▶ [WHAT NEEDS TO BE DONE] The entries below contain a line with "Return one point per instance of the black" and a line with "Return one point per instance of the walking". Retype exactly everything from the first down to the second, both included, and nothing else.

▶ [PROVIDED DATA]
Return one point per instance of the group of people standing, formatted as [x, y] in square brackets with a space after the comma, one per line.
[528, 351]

* * *

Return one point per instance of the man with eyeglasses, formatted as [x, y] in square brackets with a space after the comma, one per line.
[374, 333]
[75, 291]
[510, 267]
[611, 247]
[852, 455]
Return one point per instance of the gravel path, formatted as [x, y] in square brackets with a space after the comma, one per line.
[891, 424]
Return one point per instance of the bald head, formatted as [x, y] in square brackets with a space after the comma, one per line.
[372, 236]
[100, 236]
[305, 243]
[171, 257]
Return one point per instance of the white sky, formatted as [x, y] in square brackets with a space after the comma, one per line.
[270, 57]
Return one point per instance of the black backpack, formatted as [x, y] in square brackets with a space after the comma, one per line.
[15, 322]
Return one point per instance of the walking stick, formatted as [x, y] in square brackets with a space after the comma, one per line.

--

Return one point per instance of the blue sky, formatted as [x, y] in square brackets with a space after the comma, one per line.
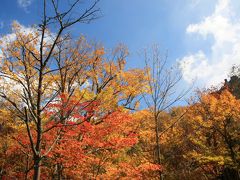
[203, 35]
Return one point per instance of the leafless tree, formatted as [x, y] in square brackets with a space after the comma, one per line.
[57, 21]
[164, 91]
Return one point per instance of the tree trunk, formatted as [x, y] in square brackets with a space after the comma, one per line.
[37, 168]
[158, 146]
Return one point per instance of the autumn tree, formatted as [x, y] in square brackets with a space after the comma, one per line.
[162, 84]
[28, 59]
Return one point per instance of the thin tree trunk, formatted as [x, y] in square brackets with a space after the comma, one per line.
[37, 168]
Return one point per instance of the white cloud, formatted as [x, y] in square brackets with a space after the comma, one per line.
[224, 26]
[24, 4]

▶ [RESPONSE TO THE EXERCISE]
Return one point per instance of the black backpack, formatted as [x, y] in square brackets with a space after the comma, one per line.
[15, 322]
Return one point per instance of the walking stick, formatted as [x, y] in square brackets with a space after the comma, one per line.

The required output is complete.